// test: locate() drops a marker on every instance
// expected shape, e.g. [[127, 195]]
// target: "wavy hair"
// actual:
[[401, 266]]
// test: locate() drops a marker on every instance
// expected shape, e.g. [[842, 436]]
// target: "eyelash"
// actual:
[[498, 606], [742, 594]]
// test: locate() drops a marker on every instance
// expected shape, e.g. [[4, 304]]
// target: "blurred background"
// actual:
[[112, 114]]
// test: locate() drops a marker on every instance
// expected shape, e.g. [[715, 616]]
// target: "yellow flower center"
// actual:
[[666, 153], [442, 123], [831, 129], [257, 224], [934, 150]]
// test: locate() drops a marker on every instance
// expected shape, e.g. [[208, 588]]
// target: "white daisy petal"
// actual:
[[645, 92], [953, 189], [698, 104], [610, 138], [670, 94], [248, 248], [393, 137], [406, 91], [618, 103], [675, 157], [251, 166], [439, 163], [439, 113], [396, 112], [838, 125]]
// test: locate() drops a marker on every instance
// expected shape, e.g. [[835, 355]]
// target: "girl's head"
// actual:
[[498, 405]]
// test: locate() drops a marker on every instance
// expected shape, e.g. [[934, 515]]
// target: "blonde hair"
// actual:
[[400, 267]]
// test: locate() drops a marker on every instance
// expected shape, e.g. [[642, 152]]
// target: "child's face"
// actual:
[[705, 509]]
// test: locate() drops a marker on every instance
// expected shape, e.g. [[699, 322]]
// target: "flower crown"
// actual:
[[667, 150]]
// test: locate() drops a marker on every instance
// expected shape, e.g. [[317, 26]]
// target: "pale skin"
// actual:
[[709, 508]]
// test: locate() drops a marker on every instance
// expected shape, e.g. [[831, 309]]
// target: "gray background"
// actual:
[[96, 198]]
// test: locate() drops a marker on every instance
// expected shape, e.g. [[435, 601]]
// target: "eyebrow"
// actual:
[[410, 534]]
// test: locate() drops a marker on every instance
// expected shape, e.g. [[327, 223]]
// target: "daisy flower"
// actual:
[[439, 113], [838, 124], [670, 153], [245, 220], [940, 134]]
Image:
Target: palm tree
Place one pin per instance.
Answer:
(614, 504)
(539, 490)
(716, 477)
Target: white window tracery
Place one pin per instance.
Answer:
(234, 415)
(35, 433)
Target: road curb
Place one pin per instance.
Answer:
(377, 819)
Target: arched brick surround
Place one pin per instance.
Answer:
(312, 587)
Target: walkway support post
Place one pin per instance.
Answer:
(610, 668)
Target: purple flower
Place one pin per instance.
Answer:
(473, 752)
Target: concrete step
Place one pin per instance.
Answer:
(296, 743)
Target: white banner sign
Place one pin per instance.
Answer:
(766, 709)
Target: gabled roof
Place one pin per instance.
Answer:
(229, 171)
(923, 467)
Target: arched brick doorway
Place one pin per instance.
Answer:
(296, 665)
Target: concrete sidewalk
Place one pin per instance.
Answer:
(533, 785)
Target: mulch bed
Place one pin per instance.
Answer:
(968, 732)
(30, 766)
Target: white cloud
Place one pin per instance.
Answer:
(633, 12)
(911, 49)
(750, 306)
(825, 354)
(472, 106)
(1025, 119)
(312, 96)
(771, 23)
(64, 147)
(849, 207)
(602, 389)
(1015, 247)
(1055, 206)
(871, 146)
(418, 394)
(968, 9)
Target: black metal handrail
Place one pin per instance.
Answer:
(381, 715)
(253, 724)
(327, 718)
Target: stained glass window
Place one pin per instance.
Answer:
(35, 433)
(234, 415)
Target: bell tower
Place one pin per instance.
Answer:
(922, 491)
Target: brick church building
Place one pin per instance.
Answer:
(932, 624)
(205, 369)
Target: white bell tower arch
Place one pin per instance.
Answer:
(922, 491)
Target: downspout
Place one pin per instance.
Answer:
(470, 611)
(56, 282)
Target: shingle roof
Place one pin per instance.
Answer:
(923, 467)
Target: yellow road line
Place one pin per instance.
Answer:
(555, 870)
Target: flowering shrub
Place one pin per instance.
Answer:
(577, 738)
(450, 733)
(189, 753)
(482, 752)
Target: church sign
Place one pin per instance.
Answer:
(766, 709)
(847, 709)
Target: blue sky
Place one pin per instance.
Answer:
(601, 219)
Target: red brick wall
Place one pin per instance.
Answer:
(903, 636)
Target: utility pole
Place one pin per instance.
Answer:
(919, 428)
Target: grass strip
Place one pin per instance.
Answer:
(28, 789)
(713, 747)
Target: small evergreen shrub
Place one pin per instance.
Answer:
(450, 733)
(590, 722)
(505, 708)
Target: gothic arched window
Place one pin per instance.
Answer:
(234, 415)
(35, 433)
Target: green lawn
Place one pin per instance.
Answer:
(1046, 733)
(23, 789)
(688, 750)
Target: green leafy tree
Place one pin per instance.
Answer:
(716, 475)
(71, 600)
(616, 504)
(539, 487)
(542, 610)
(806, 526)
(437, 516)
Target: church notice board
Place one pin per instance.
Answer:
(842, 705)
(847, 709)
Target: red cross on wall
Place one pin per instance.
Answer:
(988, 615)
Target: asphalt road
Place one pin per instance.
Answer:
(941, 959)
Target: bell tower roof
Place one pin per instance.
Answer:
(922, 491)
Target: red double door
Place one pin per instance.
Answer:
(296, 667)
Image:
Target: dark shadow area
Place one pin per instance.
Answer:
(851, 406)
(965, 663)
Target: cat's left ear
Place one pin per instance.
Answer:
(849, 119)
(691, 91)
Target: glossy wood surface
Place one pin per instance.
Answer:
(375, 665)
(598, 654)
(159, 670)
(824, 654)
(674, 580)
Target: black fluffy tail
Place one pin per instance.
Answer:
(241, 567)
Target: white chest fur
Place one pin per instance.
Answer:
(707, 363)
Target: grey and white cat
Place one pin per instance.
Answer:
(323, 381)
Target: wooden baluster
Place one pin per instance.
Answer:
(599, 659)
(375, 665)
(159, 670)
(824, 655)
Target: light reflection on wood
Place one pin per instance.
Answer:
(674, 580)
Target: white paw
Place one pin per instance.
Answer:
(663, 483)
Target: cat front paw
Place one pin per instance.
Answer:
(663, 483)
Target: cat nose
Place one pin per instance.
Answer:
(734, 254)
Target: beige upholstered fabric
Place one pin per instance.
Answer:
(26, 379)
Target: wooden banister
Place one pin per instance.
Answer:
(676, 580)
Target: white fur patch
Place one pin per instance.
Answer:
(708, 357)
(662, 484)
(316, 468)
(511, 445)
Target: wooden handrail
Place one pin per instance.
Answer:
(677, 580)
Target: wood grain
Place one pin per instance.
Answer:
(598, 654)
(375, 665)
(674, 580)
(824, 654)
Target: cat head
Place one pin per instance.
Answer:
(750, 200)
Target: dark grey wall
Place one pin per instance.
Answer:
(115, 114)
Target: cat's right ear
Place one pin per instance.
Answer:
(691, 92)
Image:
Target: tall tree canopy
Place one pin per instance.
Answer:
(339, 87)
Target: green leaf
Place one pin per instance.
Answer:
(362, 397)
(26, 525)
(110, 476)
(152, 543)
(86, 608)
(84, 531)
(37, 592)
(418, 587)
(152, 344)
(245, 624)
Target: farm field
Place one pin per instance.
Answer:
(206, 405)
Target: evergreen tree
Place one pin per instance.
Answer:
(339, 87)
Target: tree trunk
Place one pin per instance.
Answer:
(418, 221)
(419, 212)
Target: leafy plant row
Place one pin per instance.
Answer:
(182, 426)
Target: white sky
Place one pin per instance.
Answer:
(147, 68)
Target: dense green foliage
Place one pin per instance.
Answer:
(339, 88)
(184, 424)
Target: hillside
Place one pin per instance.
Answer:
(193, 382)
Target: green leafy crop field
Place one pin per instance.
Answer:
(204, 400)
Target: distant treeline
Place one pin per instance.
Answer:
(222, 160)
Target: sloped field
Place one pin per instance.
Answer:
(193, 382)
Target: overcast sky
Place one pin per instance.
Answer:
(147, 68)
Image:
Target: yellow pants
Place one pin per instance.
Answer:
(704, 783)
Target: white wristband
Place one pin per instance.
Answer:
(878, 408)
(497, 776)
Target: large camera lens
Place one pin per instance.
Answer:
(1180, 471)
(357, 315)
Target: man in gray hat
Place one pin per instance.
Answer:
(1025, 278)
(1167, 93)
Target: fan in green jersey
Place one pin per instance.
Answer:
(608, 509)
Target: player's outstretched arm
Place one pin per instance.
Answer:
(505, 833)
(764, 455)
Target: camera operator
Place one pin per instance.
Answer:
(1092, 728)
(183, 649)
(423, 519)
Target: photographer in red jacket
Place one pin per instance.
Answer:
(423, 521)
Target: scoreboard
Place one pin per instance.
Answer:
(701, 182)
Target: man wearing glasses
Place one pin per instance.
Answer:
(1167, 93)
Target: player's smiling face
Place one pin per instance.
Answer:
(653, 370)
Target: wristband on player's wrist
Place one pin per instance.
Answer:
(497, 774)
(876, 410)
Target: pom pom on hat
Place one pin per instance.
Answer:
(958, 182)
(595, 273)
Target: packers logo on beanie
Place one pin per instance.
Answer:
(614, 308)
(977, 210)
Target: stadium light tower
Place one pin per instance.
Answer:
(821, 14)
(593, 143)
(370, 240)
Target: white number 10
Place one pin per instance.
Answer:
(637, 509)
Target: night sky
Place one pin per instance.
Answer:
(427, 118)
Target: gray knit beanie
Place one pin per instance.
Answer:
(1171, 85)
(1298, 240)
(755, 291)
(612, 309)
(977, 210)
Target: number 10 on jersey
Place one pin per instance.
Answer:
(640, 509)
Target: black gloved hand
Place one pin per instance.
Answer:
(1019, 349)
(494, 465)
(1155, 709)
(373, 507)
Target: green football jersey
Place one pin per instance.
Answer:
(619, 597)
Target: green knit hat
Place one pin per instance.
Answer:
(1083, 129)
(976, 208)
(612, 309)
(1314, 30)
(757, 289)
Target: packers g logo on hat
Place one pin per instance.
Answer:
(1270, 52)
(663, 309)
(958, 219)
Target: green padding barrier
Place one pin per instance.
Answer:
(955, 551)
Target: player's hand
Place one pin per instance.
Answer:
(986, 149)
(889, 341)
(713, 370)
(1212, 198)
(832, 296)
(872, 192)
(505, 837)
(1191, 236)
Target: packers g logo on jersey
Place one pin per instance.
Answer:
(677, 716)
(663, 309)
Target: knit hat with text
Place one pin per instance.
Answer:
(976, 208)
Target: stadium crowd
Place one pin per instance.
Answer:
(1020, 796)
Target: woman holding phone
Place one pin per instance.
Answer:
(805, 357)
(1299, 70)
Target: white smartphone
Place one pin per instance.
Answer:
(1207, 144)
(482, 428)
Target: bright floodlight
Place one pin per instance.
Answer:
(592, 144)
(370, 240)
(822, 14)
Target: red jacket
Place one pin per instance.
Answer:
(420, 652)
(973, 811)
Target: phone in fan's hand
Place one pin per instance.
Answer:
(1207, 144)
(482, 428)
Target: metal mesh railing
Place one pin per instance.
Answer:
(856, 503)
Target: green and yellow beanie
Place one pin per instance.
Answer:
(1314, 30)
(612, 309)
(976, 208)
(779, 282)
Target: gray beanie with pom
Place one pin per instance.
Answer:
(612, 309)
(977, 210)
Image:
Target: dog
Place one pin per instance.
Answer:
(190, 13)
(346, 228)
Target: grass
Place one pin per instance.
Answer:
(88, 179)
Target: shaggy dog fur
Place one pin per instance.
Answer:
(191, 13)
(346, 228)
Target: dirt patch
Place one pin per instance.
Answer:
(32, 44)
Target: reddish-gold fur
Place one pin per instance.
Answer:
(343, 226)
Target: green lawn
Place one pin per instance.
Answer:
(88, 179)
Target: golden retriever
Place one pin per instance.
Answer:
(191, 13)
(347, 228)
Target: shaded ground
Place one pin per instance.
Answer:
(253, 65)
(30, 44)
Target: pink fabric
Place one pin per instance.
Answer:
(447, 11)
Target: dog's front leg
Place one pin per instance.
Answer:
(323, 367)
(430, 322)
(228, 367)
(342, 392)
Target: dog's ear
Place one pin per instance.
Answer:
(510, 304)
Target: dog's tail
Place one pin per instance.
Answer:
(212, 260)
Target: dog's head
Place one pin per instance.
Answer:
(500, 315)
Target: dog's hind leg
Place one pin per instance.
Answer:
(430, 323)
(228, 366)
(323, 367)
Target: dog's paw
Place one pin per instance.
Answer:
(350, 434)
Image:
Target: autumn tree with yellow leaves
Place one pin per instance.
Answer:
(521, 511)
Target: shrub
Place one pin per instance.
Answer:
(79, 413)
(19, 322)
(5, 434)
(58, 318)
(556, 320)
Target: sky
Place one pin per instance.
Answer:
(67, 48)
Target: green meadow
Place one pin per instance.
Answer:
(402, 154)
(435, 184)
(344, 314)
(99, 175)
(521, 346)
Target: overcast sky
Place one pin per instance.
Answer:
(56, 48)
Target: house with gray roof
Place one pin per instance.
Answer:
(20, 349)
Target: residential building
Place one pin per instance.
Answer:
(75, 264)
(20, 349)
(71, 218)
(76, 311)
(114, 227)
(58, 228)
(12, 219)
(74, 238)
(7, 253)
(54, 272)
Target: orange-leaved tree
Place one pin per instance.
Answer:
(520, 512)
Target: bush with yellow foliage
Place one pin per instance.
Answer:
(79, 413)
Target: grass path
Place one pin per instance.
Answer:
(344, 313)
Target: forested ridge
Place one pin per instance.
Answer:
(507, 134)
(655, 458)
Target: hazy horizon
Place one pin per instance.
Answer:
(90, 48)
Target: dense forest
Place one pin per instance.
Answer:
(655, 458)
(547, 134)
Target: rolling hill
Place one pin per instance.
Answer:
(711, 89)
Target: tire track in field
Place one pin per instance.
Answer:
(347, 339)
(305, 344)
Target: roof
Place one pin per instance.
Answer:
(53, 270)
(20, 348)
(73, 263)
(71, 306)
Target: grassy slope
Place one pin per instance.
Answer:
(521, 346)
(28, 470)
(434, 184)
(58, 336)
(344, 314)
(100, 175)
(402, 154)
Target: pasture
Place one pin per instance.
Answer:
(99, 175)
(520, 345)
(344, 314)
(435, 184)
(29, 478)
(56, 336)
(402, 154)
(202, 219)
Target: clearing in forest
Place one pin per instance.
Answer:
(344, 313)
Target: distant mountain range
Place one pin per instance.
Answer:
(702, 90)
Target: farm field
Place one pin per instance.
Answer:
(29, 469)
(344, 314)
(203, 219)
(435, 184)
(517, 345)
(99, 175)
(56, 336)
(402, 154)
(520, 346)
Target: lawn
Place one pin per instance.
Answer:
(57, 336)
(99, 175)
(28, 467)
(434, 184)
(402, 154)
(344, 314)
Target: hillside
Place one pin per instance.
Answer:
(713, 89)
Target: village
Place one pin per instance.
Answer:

__Set task__: Can you copy word for word the lines above, from the one containing "Target: village" through the final line?

__Answer__:
Target: village
Place one pin per instance.
Answer:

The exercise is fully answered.